1993 é mais do que um ano, é o começo de um período de disparates
"Para regressar a 1993, temos de o fazer dentro de uma década para que
a viagem faça sentido. Chegamos desde logo a um período em que vivíamos
uma euforia alimentada pela entrada de Portugal na que é hoje a União
Europeia. O ano de 1993 estende-se pelo resto da década por ter sido o
começo de um período de disparates.
A situação política estava
estabilizada, Cavaco Silva liderava o seu segundo Governo, tinha-se
retomado um certo crescimento económico, mas sobretudo tinha-se criado a
ideia, com os dinheiros da CEE, de que isto agora era um maná. A
construção civil crescera muito, as pessoas queriam ter a sua casa, o
que era normal. Hoje é reconhecido por todos que houve nessa altura
demasiada facilidade na aquisição de casa própria, mas não é a isso que
me refiro quando digo que começaram os disparates.
Os disparates
começaram porque não aproveitámos esse período de adesão europeia, com
um governo estável, para responder ao desafio de estarmos integrados num
grupo de países com um desenvolvimento muitíssimo maior do que o nosso.
Não encarámos isso como um desafio a que era preciso responder com
determinação, mas como se nos tivesse saído a sorte grande e tudo fosse
fácil – um pouco à portuguesa. E então começam os exemplos dos
disparates.
Quando, na sequência do Tratado de Maastricht (1992)
surgiram os problemas para respeitar o défice orçamental, matéria de que
agora tanto se fala, arranjou-se a solução enganosa de atirar para o
futuro. E os anos assim foram passando, em euforia.
O país tinha
então empresas na órbita do Estado com os seus próprios fundos de
pensões (PT, CTT). Entrámos na década de 2000 e na altura a ministra das
Finanças, Manuela Ferreira Leite, chamou para o Estado o fundo de
pensões da PT, para resolver um problema de défice orçamental.

= = = =

• Trabalho a realizar:
(a) Reescreva de forma mais breve o parágrafo do texto que começa por "A situação política estava", mantendo os factos principais.
(b) Transcreva do texto, sem alterações, o trecho que vai de "A situação política" a "começaram os disparates.".
O material não intervém neste trabalho.

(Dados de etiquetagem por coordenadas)
= = = =

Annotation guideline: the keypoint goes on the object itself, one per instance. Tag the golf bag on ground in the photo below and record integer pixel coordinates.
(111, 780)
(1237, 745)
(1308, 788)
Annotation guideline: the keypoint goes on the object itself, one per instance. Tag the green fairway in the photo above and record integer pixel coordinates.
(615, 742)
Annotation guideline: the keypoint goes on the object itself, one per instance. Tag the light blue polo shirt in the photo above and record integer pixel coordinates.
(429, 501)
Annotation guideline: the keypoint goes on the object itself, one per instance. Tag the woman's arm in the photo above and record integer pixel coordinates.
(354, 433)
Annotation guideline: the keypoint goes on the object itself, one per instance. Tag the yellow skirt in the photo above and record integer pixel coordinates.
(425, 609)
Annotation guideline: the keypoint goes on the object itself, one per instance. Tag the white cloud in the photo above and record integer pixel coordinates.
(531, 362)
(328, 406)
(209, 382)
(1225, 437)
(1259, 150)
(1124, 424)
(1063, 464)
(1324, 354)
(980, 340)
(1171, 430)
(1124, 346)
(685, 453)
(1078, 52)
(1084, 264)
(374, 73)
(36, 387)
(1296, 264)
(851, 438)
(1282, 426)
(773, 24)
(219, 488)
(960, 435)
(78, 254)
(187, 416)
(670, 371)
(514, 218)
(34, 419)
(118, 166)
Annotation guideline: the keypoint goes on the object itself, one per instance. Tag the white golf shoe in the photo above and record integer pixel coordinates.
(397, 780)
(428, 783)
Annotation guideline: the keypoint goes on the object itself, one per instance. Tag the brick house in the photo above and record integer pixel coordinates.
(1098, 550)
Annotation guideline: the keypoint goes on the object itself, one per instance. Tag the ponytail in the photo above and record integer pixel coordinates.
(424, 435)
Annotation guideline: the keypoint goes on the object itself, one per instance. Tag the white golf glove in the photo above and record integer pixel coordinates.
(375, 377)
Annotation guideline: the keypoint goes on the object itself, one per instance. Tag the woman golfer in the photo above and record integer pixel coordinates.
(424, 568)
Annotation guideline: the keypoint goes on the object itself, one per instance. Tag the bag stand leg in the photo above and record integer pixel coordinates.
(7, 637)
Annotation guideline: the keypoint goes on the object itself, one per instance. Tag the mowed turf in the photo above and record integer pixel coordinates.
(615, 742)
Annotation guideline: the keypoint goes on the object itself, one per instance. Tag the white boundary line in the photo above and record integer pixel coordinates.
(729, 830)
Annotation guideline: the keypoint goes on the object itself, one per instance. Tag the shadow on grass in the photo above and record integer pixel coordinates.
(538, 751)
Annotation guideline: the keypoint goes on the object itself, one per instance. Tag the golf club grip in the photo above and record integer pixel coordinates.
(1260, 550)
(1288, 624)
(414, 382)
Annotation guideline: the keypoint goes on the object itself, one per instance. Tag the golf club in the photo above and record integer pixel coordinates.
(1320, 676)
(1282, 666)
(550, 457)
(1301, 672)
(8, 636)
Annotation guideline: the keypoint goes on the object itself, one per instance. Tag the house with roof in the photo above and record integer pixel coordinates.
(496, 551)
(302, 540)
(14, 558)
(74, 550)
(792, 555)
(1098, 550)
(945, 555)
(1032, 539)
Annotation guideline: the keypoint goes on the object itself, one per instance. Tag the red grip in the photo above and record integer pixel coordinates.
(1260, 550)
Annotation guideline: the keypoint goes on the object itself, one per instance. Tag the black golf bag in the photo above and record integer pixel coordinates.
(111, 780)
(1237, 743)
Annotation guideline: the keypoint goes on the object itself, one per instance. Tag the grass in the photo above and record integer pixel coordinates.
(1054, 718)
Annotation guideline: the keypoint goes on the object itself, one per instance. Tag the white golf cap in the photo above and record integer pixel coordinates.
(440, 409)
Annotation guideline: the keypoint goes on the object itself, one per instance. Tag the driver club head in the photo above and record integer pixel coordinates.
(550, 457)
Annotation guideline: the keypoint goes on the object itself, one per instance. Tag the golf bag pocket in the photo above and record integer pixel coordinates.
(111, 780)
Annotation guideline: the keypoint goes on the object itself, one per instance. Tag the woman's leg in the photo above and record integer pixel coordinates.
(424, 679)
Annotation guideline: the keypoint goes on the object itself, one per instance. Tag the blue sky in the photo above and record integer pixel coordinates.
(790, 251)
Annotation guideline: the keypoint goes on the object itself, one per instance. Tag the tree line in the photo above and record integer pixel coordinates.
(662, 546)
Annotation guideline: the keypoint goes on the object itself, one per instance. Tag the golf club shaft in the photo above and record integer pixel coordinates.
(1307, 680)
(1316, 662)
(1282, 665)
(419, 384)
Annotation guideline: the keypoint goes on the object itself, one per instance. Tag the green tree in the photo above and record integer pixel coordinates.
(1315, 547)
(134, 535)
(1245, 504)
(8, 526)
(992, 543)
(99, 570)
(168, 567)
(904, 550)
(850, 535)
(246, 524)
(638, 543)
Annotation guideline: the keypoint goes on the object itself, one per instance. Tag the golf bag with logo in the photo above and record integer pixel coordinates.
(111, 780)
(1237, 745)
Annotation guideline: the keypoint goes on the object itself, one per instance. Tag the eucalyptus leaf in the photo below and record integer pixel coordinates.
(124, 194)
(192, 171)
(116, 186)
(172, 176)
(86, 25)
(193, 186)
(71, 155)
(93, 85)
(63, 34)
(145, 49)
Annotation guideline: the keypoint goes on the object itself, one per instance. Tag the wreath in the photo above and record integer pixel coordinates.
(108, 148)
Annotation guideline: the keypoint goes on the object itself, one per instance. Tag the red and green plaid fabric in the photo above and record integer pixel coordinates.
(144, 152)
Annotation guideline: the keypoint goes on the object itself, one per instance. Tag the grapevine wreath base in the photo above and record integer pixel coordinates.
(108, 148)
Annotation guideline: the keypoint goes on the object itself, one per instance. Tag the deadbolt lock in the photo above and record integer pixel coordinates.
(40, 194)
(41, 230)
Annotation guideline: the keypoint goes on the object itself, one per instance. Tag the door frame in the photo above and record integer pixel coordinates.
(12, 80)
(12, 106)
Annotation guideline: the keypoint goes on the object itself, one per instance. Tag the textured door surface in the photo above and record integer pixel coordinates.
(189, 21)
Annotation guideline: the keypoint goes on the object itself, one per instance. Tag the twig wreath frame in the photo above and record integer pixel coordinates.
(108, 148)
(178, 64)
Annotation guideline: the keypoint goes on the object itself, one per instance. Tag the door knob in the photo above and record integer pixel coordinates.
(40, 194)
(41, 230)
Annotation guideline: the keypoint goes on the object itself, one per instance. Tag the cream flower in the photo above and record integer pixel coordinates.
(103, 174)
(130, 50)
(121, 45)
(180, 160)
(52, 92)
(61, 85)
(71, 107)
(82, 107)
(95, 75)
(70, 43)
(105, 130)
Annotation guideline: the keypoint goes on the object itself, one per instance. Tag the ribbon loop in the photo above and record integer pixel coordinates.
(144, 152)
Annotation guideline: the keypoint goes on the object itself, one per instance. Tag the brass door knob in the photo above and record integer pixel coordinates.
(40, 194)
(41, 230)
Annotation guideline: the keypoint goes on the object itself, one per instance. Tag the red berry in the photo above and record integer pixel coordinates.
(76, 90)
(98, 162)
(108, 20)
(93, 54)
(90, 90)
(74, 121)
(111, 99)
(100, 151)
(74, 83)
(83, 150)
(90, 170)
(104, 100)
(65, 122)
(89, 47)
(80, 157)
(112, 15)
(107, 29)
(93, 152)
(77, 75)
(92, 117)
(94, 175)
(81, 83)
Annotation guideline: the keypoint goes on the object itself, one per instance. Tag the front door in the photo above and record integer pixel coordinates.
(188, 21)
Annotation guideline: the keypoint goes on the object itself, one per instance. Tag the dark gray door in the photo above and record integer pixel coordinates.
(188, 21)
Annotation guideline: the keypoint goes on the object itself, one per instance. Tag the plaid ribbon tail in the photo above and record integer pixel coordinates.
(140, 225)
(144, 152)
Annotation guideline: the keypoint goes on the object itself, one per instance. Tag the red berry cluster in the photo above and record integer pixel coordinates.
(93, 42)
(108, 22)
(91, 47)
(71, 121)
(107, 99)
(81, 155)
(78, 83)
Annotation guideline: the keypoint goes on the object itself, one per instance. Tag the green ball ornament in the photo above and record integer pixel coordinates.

= = = =

• Respostas aos exercícios:
(a) Com a situação política estabilizada, Cavaco Silva à frente do seu segundo Governo e algum crescimento económico retomado, instalou-se a ideia de que os dinheiros da CEE eram um maná. A construção civil crescera muito e as pessoas queriam casa própria, o que era normal. Hoje todos reconhecem que houve então demasiada facilidade na aquisição de casa, mas não é a isso que se referem os disparates de que o texto fala.

(b)
A situação política estava
estabilizada, Cavaco Silva liderava o seu segundo Governo, tinha-se
retomado um certo crescimento económico, mas sobretudo tinha-se criado a
ideia, com os dinheiros da CEE, de que isto agora era um maná. A
construção civil crescera muito, as pessoas queriam ter a sua casa, o
que era normal. Hoje é reconhecido por todos que houve nessa altura
demasiada facilidade na aquisição de casa própria, mas não é a isso que
me refiro quando digo que começaram os disparates.